### Written problem
Write the next part of the passage on Cassegrain-type antenna reflectors, starting after its final sentence.
___ Source extract ___
2. Description of the Prior Art
In particular, these antennae are used in the field of telecommunications and may be used on land or in space. As regards spatial applications, these antennae are designed to equip telecommunications satellites.
Although the reflector of the invention is more particularly designed to constitute the secondary reflector of a "Cassegrain" type antenna, it may also be used as a reflector in a conventional single-reflective antenna or as the main reflector in a double-reflective antenna.
To help distinguish the invention from the prior art, the following figures are referenced:
FIG. 1 Cassegrain type antenna arrangement; and
FIG. 2 sectional view of antenna reflector.
An antenna with a conventional configuration is composed of a radiofrequency source and a reflector with a parabolic form whose concave face usually constitutes the active face. The source is placed at the focal point of the reflector and is designed to emit or receive electromagnetic radiation focalized by the reflector.
In certain arrays and more particularly in the space field, a secondary reflective antenna is preferably used having a "Cassegrain" type configuration so as to limit the spatial requirement of the antenna for a given focal distance (usually from 1 to 3 m). FIG. 1 diagrammatically shows a "Cassegrain" type antenna.
This antenna mainly comprises a reflector or principal mirror 2 which is a focal point paraboloid F1, a reflector or secondary mirror 4 whose surface is a focal point hyperboloid type surface F2 and a primary source 6 placed in the focal point F2.
For transmission functioning, the source 6 illuminates the secondary reflector 4 which reflects the radiation 7 onto the principal reflector 2, the latter ensuring the directivity of emission of the electromagnetic radiation.
In receiving, functioning is effected in the opposite direction: receiving of the electromagnetic waves by the principal mirror 2 which reflects these towards the secondary mirror 4 where they are again reflected towards the source 6.
The configuration represented on FIG. 1 is an "Offset" or "moved out of center" type configuration. The functioning of a "centered" type antenna is almost the same.
___ Dataset excerpts ___
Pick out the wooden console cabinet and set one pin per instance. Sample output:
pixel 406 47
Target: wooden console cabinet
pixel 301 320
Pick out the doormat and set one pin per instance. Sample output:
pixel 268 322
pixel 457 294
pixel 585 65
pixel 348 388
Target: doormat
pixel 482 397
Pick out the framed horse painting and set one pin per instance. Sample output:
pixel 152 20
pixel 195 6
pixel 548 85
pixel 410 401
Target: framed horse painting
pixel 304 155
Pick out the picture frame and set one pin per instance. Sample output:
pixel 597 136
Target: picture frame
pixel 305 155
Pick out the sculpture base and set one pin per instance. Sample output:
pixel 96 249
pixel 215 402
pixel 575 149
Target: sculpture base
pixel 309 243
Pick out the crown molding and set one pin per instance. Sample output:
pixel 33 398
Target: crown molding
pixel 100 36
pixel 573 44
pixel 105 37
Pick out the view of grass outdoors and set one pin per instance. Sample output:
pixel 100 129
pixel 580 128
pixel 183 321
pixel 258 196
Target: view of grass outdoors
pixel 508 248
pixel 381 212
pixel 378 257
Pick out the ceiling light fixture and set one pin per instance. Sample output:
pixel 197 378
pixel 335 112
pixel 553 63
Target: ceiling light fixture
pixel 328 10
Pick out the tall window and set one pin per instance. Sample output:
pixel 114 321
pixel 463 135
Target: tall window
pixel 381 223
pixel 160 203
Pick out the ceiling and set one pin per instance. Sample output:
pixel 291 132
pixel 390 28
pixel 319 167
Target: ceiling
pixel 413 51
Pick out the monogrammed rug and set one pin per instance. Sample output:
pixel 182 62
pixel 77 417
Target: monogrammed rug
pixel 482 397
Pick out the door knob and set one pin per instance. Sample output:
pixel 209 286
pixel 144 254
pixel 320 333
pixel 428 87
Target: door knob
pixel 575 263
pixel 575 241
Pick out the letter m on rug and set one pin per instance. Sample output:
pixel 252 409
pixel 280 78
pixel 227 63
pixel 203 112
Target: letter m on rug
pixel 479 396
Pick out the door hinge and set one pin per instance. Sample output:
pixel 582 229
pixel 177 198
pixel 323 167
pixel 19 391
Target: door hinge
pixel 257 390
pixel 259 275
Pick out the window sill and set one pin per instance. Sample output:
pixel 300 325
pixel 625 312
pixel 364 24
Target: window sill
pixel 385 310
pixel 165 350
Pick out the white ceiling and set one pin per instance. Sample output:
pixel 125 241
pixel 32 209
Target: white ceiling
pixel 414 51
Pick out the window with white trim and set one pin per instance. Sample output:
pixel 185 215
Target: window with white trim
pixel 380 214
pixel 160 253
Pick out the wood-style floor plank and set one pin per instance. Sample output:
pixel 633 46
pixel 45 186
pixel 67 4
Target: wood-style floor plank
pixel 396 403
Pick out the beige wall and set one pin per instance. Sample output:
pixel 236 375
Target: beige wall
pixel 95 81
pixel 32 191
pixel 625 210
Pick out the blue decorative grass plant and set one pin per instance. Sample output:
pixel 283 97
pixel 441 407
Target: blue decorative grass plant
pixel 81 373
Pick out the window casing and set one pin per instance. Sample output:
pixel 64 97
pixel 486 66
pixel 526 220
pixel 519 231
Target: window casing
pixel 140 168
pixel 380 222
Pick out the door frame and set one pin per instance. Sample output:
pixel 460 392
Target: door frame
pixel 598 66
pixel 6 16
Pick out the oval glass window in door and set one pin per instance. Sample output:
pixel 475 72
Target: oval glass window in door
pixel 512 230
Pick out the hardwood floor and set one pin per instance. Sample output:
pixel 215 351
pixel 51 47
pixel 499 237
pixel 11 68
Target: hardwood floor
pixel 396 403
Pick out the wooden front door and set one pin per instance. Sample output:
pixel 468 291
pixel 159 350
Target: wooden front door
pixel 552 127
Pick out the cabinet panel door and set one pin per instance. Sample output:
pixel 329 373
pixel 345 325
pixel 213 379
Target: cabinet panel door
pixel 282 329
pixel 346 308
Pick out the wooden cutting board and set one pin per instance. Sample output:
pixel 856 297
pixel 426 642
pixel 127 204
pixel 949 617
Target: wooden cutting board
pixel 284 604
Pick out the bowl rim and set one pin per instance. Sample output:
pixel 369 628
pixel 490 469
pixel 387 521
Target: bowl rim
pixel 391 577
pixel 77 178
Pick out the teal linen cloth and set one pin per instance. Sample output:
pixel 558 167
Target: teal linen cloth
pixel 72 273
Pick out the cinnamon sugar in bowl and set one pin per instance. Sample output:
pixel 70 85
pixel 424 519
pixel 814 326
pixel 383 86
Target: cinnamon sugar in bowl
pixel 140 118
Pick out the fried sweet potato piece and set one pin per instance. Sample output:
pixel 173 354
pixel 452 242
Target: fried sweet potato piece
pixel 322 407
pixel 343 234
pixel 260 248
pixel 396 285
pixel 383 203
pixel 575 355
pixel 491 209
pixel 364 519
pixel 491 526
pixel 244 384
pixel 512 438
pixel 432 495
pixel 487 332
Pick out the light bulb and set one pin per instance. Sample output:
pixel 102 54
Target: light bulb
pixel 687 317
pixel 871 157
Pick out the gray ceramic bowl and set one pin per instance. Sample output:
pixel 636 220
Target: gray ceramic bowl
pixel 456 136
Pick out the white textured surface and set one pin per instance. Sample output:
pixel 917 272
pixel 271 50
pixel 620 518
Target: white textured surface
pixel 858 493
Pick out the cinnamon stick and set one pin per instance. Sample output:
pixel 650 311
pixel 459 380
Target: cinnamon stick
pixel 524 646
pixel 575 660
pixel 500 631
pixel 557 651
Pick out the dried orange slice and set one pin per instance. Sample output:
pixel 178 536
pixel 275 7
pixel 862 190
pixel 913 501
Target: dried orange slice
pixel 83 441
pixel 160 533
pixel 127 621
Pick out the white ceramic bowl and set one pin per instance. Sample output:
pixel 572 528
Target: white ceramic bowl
___
### Written reply
In spatial applications, the active face of the antenna reflectors, namely respectively the reflecting faces 4a and 2a of the principal 4 and secondary 2 mirrors, are covered with a silicon-based paint, usually white. The aim of this paint is to protect the reflectors mounted on satellites from any cyclic thermal variations caused by the alternating passages of shadow zones and solar illumination zones.
This thermal protection makes it possible to minimize any resultant thermoelastic deformations of the reflector by keeping the active faces 4a and 2a within a range of profiles, which retains the desired radioelectric performances of the antenna.
Although this paint provides a generally satisfactory thermal insulation, in certain cases it does have a number of drawbacks. These are accounted for by the fact that the incident radiation traverses the paint layer before being reflected onto the conductive surface 4a or 2a of the reflector.
In the case of a circular polarization electromagnetic wave, the paint layer provokes a phase shift between the components of the vertical and horizontal electric field. This phase shift destroys the purity of the circular polarization and the reflected radiation then exhibits an elliptic polarization corresponding to a loss of energy. This phenomenon is much more significant when the angle of incidence i (FIG. 1) made by the radiation with respect to normal at the active surface is high.
For small angles, this usually being the case in antennae with a single reflector, the effect of this phase shift cannot be taken into account. On the other hand, these disturbances are quite significant in the case of secondary reflectors "Cassegrain" type antennae and more particularly those with a "moved out of center" configuration where the angles of incidence of radiation may reach high values (about 60°) on the secondary reflector.
Furthermore, as regards spatial applications, the antenna reflectors need to be as light as possible so as to facilitate the placing in orbit of a satellite equipped with these reflectors.
In order to overcome these drawbacks, an antenna reflector with a convex active face has recently been designed, as diagrammatically shown on FIG. 2. This antenna reflector 4 comprises a rigid support 10 whose active face 10a is entirely coated with the paint 12 containing a heat insulating material. This insulating layer 12 is itself covered with a metallized coating 14. In particular, this coating 14 is a polyimide film, such as (Kapton200), with a thickness of 25 micrometers, covered with a 30 to 40 nm layer of aluminum.
This coating 14 is relatively light and ensures reflection of the electromagnetic waves 7, as can be clearly seen on FIG. 2, and thus prevents electromagnetic radiation from traversing the paint layer 12 and accordingly its change of polarization.
So as to ensure a minimum weight of the reflector, the rigid support 10 is formed by a rigid honeycomb-shaped structure sandwiched between two carbon coatings 18 and 20.
The reflector of FIG. 2 makes it possible to clearly overcome these previously mentioned drawbacks.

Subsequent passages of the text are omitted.